## DO THIS
Select every line of the records that contains the string "base" and copy each one out. Uppercase and lowercase letters count as different.

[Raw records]

════

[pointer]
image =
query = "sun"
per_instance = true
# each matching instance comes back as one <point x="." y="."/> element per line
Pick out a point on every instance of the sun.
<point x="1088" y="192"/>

════

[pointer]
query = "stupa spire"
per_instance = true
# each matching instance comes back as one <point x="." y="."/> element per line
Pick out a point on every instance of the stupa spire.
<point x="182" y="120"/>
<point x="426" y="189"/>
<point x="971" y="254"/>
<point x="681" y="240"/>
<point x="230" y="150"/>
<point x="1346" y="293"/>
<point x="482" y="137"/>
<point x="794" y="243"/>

════

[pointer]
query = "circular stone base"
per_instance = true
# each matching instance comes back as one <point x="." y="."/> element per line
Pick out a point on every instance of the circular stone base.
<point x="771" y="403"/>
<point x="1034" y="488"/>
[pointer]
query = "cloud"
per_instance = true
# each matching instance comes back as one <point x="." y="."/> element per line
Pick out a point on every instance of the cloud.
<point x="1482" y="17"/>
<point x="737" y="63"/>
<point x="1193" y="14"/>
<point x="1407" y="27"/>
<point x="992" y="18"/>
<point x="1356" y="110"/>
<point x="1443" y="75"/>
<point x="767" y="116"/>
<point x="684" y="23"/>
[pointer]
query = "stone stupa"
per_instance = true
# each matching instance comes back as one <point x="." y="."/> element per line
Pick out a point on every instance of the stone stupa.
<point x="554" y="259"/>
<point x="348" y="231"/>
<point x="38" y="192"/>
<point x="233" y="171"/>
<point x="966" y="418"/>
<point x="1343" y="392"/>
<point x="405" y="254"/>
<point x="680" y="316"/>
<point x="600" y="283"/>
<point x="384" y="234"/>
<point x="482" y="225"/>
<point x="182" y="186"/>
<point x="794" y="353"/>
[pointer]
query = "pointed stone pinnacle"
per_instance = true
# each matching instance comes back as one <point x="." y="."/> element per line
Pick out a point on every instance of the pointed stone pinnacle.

════

## TASK OUTPUT
query = "circular stone base"
Pick out a point on every instance of the circular stone base.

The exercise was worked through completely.